=== Instructions for the task ===
Please state how many lines of the records hold the string "dark", giving nothing but the number.

=== Supplied records ===
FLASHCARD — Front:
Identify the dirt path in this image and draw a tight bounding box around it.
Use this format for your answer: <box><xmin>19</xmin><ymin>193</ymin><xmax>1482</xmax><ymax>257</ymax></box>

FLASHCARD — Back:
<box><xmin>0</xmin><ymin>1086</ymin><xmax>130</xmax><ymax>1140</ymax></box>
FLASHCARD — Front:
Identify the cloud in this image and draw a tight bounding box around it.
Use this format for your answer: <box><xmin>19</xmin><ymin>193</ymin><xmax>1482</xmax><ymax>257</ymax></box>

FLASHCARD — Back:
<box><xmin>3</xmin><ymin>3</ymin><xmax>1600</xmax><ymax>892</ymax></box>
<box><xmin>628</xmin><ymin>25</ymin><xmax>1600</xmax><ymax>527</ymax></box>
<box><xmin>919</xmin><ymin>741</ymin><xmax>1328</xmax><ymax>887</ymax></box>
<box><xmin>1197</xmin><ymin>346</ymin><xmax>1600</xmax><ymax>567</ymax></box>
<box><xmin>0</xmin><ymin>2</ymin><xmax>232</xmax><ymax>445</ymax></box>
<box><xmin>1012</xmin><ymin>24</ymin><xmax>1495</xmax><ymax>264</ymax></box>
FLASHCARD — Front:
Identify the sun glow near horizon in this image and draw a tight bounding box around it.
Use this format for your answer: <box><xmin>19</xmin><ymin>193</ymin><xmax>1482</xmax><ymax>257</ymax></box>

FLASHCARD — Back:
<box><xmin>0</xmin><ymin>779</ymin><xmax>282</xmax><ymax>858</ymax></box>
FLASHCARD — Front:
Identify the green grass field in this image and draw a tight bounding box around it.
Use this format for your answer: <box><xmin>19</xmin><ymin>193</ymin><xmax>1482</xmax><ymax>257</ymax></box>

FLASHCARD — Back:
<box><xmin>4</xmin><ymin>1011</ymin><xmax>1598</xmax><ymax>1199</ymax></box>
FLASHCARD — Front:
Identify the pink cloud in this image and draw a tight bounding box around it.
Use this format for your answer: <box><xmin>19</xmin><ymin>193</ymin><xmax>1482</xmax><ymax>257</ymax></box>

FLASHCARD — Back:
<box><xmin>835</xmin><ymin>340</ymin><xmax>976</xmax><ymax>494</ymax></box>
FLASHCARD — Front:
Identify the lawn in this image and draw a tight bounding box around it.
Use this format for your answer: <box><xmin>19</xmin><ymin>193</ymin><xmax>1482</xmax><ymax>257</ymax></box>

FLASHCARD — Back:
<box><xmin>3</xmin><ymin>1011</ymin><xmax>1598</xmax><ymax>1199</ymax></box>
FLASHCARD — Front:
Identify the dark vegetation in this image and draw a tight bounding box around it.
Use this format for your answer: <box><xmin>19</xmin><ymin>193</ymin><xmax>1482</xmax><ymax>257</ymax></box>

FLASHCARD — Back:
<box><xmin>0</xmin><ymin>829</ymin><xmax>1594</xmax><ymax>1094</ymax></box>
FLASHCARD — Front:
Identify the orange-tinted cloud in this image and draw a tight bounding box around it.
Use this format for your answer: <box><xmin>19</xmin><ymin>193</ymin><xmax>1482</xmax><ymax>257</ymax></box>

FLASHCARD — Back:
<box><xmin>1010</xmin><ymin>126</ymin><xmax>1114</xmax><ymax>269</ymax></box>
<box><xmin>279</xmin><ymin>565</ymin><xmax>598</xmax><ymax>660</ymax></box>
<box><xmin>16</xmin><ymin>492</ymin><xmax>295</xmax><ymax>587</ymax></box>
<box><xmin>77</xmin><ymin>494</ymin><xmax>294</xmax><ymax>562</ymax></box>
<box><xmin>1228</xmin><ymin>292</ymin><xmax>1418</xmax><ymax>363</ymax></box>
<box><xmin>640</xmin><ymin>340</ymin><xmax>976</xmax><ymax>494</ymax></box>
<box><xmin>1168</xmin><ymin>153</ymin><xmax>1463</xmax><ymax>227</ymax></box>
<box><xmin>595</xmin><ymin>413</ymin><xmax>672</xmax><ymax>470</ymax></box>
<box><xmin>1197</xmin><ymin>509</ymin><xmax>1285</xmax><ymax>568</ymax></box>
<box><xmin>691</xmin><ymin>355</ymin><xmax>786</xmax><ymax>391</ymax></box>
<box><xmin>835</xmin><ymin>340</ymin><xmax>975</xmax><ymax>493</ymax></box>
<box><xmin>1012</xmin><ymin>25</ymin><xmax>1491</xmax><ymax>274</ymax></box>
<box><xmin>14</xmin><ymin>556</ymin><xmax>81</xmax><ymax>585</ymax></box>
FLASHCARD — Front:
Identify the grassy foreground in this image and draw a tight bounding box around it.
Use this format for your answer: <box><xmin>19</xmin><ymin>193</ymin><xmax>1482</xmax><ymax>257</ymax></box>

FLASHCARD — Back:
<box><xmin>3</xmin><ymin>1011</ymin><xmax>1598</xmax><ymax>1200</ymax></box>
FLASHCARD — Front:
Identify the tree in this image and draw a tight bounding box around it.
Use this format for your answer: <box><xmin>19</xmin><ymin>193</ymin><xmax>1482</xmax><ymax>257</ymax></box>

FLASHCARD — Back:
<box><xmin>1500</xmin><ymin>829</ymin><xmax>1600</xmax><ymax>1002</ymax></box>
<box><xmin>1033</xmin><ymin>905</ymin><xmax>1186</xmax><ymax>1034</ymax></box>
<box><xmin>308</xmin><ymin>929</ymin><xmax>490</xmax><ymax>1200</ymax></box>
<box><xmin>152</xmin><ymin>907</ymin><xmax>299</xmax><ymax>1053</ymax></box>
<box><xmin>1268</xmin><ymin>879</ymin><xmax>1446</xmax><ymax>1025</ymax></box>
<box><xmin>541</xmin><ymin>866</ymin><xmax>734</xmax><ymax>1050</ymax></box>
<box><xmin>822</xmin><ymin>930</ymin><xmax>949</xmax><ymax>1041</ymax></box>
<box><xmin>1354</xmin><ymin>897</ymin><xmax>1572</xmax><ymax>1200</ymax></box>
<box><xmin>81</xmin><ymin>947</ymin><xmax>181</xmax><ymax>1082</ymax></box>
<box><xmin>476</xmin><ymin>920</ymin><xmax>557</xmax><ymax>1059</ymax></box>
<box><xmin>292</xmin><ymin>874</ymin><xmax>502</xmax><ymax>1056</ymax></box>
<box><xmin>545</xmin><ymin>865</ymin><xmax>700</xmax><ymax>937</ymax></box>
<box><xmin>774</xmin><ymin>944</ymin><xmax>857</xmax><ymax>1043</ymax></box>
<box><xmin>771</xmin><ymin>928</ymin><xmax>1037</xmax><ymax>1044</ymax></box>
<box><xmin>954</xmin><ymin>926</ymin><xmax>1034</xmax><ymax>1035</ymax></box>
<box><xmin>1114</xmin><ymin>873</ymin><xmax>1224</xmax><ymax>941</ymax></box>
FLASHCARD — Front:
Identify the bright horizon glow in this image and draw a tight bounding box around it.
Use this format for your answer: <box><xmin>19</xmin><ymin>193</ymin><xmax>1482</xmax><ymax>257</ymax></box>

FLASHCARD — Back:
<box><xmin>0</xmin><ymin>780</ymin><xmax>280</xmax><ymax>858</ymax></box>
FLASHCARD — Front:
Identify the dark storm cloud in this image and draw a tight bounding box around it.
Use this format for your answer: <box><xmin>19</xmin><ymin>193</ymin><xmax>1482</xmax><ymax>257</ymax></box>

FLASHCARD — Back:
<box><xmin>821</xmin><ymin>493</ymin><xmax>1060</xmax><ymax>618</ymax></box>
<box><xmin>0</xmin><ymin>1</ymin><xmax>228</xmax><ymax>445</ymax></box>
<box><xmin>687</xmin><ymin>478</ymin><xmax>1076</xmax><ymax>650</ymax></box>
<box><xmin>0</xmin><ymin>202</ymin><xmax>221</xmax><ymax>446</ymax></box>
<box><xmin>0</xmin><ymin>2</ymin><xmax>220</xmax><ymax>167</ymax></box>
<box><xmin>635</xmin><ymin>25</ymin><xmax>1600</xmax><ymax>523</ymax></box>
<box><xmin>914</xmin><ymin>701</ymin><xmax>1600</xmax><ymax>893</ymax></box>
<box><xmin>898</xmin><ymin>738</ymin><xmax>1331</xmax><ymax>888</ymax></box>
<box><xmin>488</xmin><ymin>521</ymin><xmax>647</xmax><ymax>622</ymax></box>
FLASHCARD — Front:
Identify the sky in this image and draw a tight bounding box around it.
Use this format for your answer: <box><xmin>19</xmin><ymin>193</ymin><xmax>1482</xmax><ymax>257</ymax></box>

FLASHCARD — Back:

=== Exercise response ===
2